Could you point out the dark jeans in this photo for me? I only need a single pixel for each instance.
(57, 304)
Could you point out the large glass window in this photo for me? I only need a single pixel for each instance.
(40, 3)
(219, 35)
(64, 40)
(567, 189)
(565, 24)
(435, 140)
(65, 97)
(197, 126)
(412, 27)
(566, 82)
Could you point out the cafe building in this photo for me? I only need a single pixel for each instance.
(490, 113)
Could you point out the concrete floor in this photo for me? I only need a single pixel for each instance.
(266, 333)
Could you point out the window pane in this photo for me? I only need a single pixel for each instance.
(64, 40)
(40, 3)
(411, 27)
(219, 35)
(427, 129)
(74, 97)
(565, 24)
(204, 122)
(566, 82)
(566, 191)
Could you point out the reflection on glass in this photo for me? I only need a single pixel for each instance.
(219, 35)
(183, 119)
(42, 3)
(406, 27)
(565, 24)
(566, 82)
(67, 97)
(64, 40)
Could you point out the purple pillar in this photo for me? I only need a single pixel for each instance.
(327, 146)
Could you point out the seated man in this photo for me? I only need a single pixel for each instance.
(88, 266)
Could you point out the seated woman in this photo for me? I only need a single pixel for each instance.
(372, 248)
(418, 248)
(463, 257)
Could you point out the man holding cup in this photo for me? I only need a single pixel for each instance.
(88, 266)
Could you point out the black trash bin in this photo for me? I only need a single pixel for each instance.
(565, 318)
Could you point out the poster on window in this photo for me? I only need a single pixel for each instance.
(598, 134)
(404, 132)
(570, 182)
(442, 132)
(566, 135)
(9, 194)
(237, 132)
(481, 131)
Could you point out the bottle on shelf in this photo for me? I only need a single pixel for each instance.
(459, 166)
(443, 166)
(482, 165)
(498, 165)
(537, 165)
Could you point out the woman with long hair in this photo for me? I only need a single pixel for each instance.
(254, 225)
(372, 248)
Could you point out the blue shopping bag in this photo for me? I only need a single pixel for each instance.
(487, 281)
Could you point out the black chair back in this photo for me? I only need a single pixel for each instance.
# # # #
Exercise
Your task is to extract the lines running from the one with "Could you point out the window" to the end of the material, inclusive, copying each exactly and adding nothing.

Task response
Could you point out the window pane in this photo for me? I only need a single pixel for each instance.
(64, 40)
(40, 3)
(411, 27)
(219, 35)
(427, 129)
(74, 97)
(565, 24)
(204, 122)
(566, 82)
(566, 191)
Could you point out the reflection on glass in this photo for me? I only need a single pixel for each instance.
(219, 35)
(183, 119)
(42, 3)
(406, 27)
(565, 24)
(566, 82)
(67, 97)
(64, 40)
Could you point out the purple pillar in this photo for me? I only need a single pixel for each instance.
(327, 146)
Could you point out the seated man in this photo for me? I only need a single pixel for each instance.
(88, 266)
Could you point out the seated woman in this photo for me? I only need a single pixel for each instance.
(372, 248)
(418, 248)
(463, 257)
Could you point out the man holding cup in this photo for me? I only need a single pixel for each instance.
(88, 266)
Could you point out the black trash bin in this photo for me? I only need a single pixel for each instance.
(565, 318)
Could you point out the poster on window in this photo for me? I only need a single pixel for each instance.
(598, 134)
(404, 132)
(570, 182)
(442, 132)
(566, 135)
(9, 194)
(237, 132)
(481, 131)
Could you point out the bottle on shelf in this photo for me? I only need a single pixel for each instance.
(459, 166)
(443, 166)
(482, 165)
(498, 165)
(537, 165)
Could you point out the woman with long hair in this photo for me? I only need a single pixel for each instance.
(254, 225)
(372, 248)
Could you point out the blue shopping bag in this photo for me? I only need a single pixel for each instance.
(487, 281)
Could you point out the black chair back in this photo for me? I only need a single pixel for each instance.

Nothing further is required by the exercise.